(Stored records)
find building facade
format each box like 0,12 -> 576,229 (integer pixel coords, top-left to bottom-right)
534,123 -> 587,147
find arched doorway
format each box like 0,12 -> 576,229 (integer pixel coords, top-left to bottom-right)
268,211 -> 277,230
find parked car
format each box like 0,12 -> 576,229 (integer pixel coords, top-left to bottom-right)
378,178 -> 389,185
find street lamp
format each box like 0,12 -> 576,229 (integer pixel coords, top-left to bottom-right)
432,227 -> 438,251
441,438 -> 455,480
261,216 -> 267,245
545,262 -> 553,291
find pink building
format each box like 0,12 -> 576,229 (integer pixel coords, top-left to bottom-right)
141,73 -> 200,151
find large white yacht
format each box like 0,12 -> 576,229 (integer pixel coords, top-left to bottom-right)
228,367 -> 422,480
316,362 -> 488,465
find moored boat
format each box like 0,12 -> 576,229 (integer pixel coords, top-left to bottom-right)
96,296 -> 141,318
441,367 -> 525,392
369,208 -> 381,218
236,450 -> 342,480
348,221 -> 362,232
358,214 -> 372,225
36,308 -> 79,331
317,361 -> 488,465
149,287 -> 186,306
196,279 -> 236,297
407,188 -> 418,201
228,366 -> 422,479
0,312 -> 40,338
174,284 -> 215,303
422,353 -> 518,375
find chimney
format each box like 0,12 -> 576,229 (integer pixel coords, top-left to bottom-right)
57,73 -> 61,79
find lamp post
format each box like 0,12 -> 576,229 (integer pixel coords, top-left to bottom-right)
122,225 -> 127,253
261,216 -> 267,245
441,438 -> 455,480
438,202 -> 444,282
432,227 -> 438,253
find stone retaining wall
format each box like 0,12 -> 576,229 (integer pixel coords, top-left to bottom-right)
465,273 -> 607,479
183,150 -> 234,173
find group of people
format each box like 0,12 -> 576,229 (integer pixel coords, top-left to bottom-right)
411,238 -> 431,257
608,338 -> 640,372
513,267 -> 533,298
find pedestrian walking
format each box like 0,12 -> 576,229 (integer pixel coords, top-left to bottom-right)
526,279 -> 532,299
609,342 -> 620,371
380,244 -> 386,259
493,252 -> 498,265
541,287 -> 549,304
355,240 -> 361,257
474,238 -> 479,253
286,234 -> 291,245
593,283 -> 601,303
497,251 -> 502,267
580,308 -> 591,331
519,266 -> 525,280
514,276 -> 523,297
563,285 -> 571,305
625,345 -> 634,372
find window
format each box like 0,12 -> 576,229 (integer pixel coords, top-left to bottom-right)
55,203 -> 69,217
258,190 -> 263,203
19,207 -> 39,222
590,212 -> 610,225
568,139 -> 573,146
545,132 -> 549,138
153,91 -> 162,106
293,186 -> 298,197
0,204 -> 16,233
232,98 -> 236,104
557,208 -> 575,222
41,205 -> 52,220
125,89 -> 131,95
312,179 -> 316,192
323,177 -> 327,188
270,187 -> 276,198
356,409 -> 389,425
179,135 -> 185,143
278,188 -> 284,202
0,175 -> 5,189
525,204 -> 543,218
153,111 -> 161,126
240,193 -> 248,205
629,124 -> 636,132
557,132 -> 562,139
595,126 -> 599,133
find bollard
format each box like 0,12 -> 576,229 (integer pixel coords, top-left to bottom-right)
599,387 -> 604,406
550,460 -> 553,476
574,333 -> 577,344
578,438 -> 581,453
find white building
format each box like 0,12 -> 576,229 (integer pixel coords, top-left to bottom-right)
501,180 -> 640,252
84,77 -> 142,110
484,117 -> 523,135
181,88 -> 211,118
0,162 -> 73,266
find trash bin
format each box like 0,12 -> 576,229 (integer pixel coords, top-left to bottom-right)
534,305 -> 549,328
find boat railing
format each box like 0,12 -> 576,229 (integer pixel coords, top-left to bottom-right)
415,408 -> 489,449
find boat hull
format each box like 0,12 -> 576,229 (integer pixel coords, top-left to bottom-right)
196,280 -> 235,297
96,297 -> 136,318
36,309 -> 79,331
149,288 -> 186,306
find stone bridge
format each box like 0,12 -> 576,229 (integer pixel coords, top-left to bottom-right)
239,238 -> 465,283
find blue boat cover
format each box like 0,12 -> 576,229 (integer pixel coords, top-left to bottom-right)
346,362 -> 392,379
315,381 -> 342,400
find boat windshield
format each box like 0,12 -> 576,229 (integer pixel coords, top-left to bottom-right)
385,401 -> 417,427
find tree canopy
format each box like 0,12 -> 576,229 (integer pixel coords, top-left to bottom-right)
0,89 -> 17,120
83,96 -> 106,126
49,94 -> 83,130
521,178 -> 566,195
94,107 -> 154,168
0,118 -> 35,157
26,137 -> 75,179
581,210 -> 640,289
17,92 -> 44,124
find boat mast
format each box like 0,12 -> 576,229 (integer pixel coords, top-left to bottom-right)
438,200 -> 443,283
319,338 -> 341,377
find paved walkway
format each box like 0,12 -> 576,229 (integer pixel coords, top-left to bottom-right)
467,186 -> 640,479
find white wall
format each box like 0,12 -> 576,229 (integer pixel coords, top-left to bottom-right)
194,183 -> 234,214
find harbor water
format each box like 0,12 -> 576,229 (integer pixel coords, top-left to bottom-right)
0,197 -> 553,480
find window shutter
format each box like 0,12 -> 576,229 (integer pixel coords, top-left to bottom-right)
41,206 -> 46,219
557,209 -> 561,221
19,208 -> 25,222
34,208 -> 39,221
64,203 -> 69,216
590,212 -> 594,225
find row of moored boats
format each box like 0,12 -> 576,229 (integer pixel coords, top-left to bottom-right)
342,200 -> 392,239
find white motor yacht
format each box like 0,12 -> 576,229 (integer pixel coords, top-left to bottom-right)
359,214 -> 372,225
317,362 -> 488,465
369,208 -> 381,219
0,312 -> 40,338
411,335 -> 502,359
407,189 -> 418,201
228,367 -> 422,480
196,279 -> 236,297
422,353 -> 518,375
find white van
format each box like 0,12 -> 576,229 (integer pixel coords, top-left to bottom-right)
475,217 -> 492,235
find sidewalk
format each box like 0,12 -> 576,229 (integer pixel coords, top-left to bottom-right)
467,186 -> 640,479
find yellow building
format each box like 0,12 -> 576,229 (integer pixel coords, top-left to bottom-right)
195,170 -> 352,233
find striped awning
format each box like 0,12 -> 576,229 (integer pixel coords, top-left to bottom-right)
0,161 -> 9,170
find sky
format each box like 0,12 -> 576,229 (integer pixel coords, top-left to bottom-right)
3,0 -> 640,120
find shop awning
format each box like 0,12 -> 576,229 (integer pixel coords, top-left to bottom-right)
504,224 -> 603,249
--
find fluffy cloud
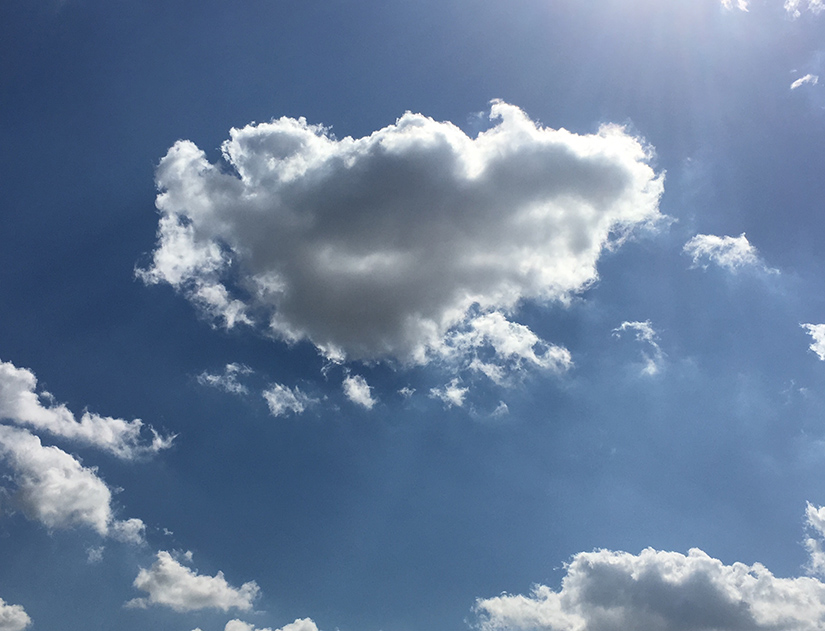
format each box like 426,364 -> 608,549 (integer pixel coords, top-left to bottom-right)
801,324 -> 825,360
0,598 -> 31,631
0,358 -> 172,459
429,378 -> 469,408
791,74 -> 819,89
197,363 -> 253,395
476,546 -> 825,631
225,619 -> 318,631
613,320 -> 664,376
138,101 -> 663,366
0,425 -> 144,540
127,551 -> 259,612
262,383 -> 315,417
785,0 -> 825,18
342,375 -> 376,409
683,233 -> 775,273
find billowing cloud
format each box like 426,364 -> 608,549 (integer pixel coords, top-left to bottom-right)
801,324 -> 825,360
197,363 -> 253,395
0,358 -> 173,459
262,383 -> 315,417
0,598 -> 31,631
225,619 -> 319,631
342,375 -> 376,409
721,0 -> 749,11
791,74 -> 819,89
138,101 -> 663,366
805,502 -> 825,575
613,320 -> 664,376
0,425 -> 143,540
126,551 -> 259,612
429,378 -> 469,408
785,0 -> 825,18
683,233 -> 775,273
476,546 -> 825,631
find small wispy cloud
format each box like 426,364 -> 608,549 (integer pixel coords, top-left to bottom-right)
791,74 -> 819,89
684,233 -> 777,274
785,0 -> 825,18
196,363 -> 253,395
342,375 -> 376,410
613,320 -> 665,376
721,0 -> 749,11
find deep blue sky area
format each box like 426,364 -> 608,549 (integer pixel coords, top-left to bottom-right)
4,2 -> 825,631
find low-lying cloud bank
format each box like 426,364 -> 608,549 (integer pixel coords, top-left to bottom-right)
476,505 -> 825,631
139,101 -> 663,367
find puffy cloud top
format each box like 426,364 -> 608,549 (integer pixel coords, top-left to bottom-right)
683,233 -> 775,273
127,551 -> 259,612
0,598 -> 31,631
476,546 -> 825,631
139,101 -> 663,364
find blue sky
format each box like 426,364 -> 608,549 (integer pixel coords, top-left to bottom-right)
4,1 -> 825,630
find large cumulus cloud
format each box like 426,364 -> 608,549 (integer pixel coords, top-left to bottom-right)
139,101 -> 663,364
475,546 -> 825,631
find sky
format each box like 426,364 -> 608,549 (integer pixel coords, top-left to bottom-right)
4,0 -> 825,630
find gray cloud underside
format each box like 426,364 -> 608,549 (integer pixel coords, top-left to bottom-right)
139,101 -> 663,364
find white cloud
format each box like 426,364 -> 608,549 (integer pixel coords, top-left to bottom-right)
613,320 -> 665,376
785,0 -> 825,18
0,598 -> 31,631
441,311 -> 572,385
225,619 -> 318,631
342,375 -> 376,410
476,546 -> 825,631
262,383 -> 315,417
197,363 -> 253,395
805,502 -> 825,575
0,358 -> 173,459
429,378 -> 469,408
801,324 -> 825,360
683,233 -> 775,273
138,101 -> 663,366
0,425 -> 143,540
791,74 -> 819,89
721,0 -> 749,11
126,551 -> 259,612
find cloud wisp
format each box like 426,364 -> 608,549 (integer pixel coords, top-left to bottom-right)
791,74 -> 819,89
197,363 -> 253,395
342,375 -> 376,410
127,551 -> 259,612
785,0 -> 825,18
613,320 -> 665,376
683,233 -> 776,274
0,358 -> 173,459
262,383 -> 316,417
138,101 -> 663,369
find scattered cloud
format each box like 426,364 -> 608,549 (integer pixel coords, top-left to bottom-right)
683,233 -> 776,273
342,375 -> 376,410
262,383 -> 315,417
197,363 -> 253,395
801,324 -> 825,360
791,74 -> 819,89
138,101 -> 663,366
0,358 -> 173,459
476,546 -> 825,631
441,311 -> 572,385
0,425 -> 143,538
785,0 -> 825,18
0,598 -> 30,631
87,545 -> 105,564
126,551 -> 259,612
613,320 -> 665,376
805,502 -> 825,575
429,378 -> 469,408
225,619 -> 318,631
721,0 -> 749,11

## Task details
Starting with the line that holds "find building facade" and ending with the line that holds "find stone retaining wall", retype every line in the data above exactly, and nothing else.

## Response to the task
find building facade
format each box like 0,12 -> 576,229 (integer pixel coords, top-left to bottom-right)
534,123 -> 587,147
find arched doorway
format each box like 0,12 -> 576,229 (integer pixel coords, top-left to bottom-right)
268,211 -> 277,230
find parked car
format each box like 0,12 -> 576,229 (integer pixel coords, top-left to bottom-right)
378,178 -> 389,185
find street lamp
format each box like 0,12 -> 576,229 (integer pixel coords, top-left to bottom-right)
432,227 -> 438,251
441,438 -> 455,480
261,216 -> 267,245
545,262 -> 553,291
find pink building
format each box like 0,12 -> 576,229 (integer pixel coords, top-left to bottom-right)
141,73 -> 200,151
find large white yacht
format each box like 0,12 -> 576,229 (integer pixel coords, top-left to bottom-right)
228,367 -> 422,480
316,362 -> 488,465
find moored boat
format each box like 0,12 -> 576,229 (integer pixel coords, top-left to bottom-right)
96,296 -> 141,318
441,367 -> 525,392
369,208 -> 381,218
236,450 -> 342,480
348,221 -> 362,232
358,214 -> 372,225
36,308 -> 79,331
317,361 -> 488,465
149,287 -> 186,306
196,279 -> 236,297
407,188 -> 418,201
228,366 -> 422,479
0,312 -> 40,338
174,284 -> 215,303
422,353 -> 518,375
find chimney
format each box like 0,12 -> 576,229 (integer pixel coords, top-left to bottom-right)
57,73 -> 61,79
find lamp post
format each box like 0,12 -> 576,229 (integer pixel coords, top-left to bottom-right)
122,225 -> 127,253
261,216 -> 267,245
441,438 -> 455,480
438,202 -> 444,282
432,227 -> 438,253
find stone retaining wall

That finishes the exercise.